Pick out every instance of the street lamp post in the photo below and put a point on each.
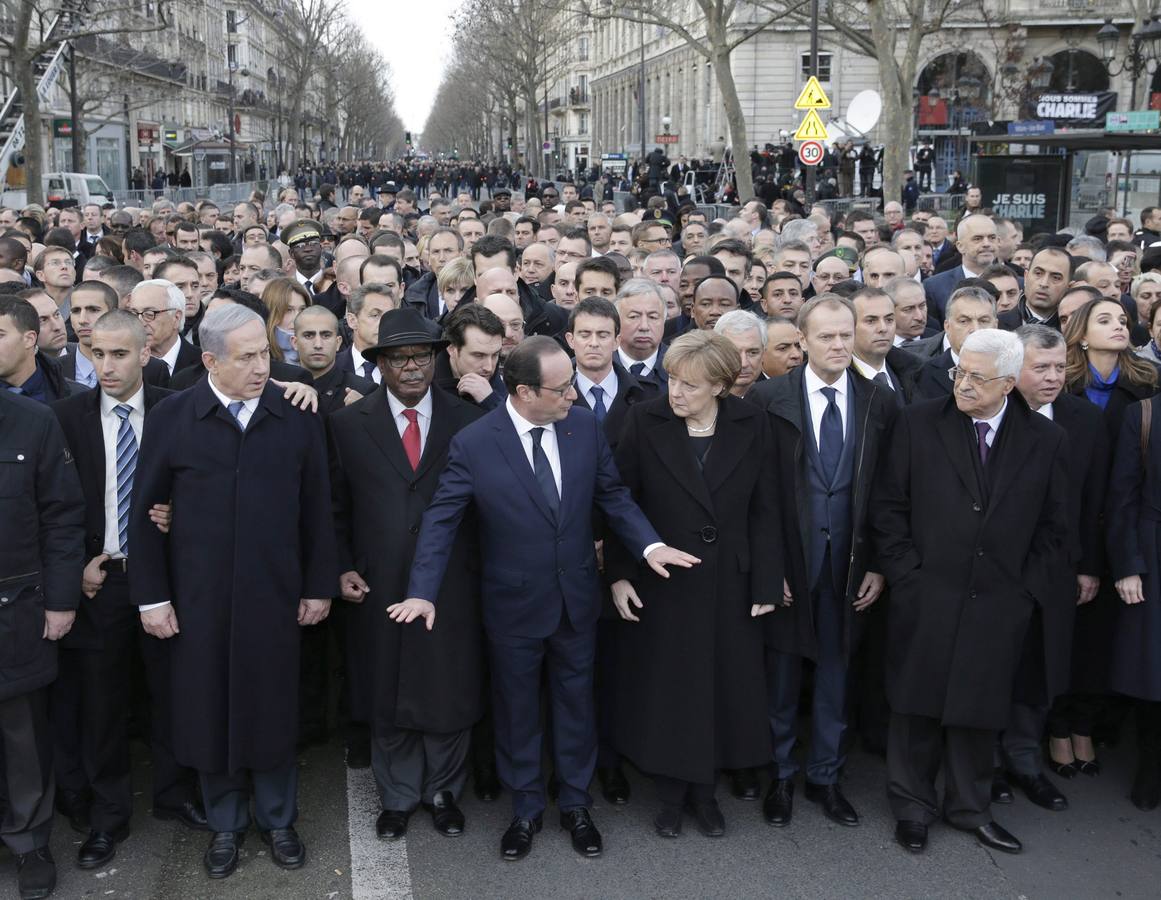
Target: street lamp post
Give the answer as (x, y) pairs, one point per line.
(1144, 48)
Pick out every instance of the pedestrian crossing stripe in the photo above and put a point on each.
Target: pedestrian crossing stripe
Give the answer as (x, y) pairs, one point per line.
(812, 128)
(813, 96)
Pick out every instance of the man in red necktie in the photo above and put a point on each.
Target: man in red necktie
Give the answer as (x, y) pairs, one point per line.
(419, 691)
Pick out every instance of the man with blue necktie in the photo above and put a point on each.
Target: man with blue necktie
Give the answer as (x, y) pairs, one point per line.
(534, 469)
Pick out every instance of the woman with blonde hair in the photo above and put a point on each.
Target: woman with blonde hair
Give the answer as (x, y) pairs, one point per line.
(454, 280)
(690, 647)
(285, 299)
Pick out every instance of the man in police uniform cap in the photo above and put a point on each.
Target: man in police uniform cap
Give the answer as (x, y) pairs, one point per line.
(304, 238)
(42, 541)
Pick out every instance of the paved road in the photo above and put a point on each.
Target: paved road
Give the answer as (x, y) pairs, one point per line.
(1101, 848)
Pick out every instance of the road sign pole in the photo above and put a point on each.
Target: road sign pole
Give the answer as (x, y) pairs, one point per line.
(814, 73)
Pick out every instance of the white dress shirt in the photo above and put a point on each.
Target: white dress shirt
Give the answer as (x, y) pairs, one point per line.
(994, 423)
(608, 384)
(547, 441)
(357, 358)
(85, 373)
(110, 426)
(865, 371)
(424, 408)
(629, 362)
(817, 400)
(171, 355)
(247, 405)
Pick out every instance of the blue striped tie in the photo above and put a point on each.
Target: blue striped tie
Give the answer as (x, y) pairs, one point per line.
(127, 465)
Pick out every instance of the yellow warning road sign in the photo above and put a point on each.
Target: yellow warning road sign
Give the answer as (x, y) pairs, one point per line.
(812, 128)
(813, 96)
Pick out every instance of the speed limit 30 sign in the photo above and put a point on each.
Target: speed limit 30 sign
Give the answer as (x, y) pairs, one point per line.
(810, 152)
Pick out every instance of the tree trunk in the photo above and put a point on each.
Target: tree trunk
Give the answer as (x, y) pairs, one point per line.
(896, 100)
(34, 146)
(735, 117)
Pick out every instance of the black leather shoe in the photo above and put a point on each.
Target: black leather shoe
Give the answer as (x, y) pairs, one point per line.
(668, 821)
(744, 784)
(222, 855)
(487, 785)
(585, 837)
(708, 818)
(359, 753)
(836, 806)
(391, 825)
(73, 806)
(997, 839)
(1146, 793)
(778, 807)
(446, 815)
(911, 836)
(1041, 792)
(1001, 791)
(517, 840)
(614, 786)
(189, 813)
(287, 849)
(36, 873)
(100, 847)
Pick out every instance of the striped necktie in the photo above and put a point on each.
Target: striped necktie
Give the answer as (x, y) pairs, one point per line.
(127, 465)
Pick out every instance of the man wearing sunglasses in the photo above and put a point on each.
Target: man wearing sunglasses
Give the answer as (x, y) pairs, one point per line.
(419, 693)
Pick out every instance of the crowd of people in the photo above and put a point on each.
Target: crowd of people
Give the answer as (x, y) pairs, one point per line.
(713, 498)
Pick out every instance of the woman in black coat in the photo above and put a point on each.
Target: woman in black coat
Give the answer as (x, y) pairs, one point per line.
(1134, 552)
(690, 650)
(1102, 368)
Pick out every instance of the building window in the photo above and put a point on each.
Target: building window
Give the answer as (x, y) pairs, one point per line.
(823, 66)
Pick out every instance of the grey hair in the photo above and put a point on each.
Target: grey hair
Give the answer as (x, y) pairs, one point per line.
(1098, 253)
(1003, 345)
(738, 322)
(1134, 286)
(799, 229)
(220, 323)
(173, 296)
(1040, 337)
(640, 287)
(970, 293)
(658, 253)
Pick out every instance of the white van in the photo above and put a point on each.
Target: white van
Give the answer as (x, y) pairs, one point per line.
(64, 189)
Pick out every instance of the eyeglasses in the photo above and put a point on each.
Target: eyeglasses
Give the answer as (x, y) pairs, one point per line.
(149, 315)
(559, 391)
(976, 381)
(398, 361)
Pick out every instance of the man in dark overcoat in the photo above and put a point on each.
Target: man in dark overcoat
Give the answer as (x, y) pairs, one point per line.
(89, 710)
(968, 518)
(41, 559)
(419, 690)
(1046, 666)
(250, 556)
(824, 475)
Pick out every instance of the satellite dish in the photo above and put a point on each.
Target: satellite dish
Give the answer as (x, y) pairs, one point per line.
(863, 114)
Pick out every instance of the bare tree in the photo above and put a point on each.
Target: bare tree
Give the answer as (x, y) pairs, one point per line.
(30, 35)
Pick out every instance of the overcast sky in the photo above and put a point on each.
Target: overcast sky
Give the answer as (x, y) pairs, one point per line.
(415, 37)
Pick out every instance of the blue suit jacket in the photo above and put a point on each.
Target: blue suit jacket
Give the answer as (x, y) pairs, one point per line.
(535, 564)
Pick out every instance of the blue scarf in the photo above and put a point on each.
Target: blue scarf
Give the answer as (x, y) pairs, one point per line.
(1100, 390)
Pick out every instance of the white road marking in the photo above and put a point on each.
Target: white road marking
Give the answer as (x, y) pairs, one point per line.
(379, 869)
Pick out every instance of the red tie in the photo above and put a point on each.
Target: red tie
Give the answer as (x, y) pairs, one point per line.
(411, 438)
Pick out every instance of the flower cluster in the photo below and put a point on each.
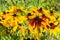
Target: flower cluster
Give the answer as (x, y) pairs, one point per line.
(37, 18)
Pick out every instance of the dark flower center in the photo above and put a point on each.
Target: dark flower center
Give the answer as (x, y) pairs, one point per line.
(4, 12)
(14, 15)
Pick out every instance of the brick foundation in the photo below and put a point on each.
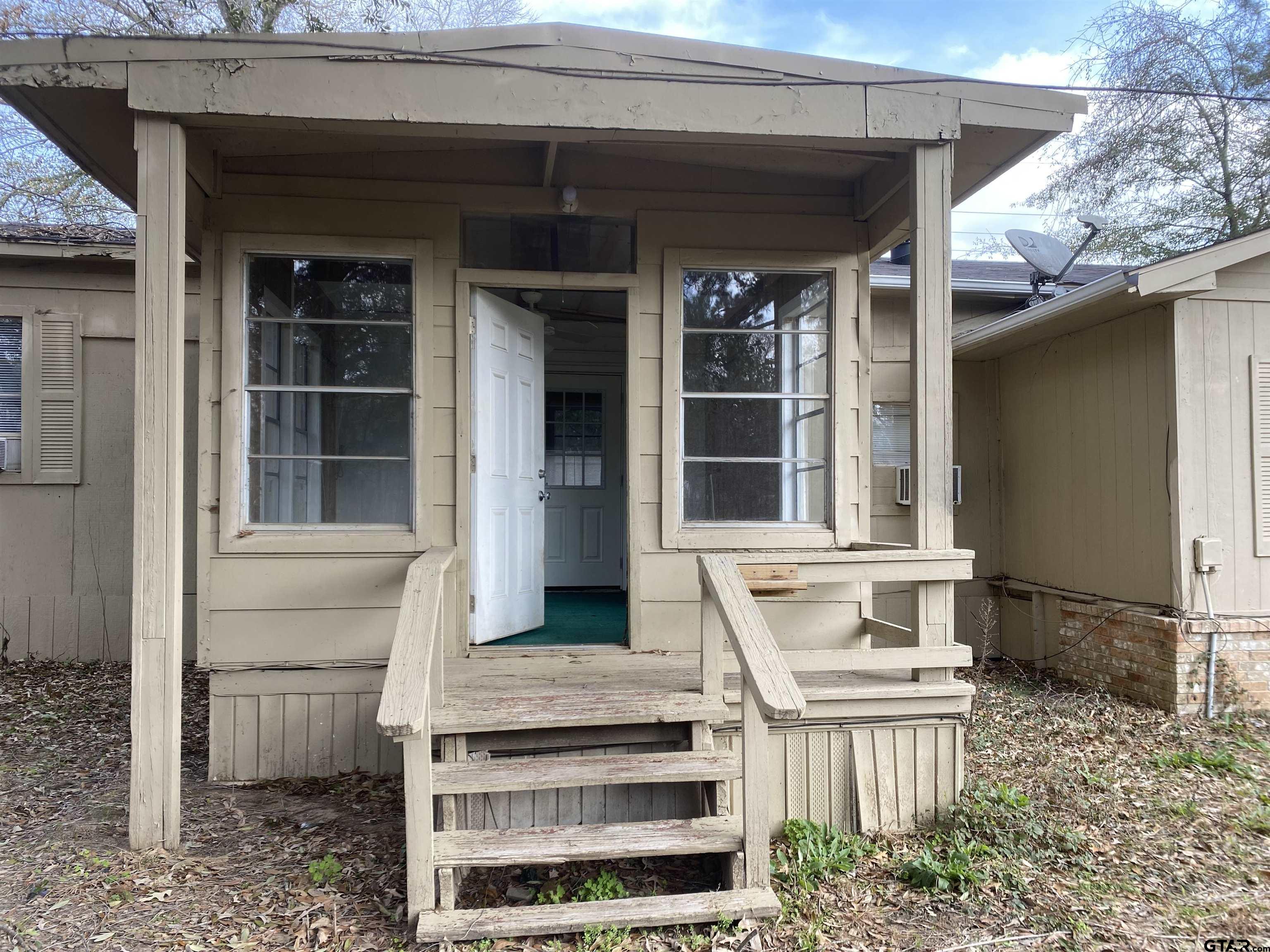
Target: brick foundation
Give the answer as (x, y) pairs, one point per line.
(1164, 660)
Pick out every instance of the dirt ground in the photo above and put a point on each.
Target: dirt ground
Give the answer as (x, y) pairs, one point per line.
(1089, 823)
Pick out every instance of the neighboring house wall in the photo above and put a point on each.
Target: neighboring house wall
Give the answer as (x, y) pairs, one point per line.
(67, 554)
(1217, 336)
(1085, 448)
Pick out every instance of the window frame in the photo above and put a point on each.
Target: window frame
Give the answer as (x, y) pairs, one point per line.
(839, 528)
(239, 535)
(24, 314)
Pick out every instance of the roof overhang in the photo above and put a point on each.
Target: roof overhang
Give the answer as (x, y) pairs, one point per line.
(545, 83)
(1108, 299)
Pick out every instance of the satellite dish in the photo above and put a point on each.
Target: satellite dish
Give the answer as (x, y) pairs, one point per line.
(1044, 253)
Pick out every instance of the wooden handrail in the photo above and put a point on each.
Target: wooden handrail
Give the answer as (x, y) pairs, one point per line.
(757, 653)
(407, 695)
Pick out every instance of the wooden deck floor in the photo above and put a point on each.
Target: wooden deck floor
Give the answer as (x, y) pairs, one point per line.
(477, 685)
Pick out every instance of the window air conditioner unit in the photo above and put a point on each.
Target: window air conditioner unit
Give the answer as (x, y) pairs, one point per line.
(905, 487)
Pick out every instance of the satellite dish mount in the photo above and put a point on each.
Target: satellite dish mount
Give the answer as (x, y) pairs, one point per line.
(1051, 259)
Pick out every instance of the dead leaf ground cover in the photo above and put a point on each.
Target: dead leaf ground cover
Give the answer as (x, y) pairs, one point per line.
(1089, 823)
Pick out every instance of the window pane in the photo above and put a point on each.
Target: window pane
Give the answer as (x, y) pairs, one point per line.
(759, 300)
(755, 428)
(743, 492)
(11, 375)
(329, 424)
(328, 355)
(756, 364)
(891, 435)
(554, 243)
(317, 288)
(375, 492)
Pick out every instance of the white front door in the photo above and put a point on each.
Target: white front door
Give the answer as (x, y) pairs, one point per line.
(586, 537)
(507, 484)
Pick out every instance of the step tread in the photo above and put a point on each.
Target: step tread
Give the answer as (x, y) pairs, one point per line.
(549, 774)
(640, 912)
(573, 709)
(564, 845)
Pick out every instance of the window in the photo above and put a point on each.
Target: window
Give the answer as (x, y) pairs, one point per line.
(755, 397)
(11, 394)
(891, 435)
(329, 381)
(550, 243)
(576, 438)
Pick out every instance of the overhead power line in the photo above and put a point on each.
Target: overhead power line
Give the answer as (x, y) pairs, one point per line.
(798, 79)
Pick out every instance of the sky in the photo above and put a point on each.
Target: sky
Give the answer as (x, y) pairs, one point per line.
(1020, 41)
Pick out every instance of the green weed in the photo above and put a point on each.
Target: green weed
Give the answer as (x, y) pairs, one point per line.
(1218, 762)
(325, 871)
(816, 853)
(604, 886)
(597, 938)
(953, 873)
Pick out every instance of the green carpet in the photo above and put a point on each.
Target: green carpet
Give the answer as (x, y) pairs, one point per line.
(578, 619)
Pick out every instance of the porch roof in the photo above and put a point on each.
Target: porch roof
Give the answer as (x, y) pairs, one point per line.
(610, 92)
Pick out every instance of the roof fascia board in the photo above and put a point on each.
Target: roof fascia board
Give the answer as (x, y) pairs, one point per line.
(473, 95)
(97, 50)
(990, 340)
(1171, 272)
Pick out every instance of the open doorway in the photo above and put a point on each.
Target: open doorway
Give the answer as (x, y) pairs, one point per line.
(549, 484)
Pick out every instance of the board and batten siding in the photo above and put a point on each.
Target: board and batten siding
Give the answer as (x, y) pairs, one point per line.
(976, 524)
(1085, 445)
(1217, 337)
(67, 571)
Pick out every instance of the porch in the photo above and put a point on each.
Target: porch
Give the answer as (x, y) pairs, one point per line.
(516, 705)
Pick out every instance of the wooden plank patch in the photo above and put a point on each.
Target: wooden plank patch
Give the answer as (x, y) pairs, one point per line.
(642, 912)
(563, 845)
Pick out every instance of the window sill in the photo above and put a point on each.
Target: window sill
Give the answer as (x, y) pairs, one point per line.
(754, 537)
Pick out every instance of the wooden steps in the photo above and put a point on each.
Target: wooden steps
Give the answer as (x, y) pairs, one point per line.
(573, 709)
(550, 774)
(643, 912)
(564, 845)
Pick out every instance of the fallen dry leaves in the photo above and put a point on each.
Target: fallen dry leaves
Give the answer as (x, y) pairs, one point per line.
(1170, 854)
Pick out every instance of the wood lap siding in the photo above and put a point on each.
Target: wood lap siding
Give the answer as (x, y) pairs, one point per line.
(266, 737)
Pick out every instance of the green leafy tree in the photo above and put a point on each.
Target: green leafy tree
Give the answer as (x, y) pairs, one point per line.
(40, 183)
(1174, 173)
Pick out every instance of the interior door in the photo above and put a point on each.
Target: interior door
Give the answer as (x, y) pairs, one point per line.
(507, 486)
(586, 537)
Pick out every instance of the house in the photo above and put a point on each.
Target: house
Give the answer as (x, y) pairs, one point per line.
(67, 560)
(484, 313)
(1127, 423)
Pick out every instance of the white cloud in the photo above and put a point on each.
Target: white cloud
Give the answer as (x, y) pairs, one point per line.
(721, 21)
(844, 42)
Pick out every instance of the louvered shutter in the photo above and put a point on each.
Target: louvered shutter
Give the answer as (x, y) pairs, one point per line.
(59, 399)
(1259, 378)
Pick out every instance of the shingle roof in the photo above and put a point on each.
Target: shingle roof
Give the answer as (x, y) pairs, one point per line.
(67, 234)
(1000, 271)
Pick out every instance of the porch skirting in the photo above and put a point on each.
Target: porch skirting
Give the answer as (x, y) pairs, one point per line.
(857, 775)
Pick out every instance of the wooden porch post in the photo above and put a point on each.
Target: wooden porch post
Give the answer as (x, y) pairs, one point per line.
(930, 206)
(154, 815)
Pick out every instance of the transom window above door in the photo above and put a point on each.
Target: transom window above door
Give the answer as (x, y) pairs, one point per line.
(576, 438)
(755, 397)
(329, 380)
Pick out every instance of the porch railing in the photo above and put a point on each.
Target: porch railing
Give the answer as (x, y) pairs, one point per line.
(412, 687)
(769, 692)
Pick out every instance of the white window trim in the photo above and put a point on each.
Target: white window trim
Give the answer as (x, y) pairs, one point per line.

BRIEF
Can you format the stretch of the items above that opens with the line containing "Pick out every instance of the dirt" and closes with the line containing "(1085, 448)" as a Markdown table with columns n and Line, numbering each row in n, putting the line's text in Line, and leaving out blank lines?

WRITTEN REPLY
| n | Line |
|---|---|
| 1 | Pick out every instance of the dirt ground in the photo above and put a point on each. |
| 2 | Target: dirt ground |
| 3 | Give the answer as (x, y) pairs, one point per line. |
| 4 | (1089, 823) |
| 5 | Pick out every instance of the neighboring house wall in the photo above and put a point on each. |
| 6 | Target: neighboring house wall |
| 7 | Give the answer as (x, y) pairs, one point per line. |
| 8 | (67, 554) |
| 9 | (1217, 336) |
| 10 | (1085, 448) |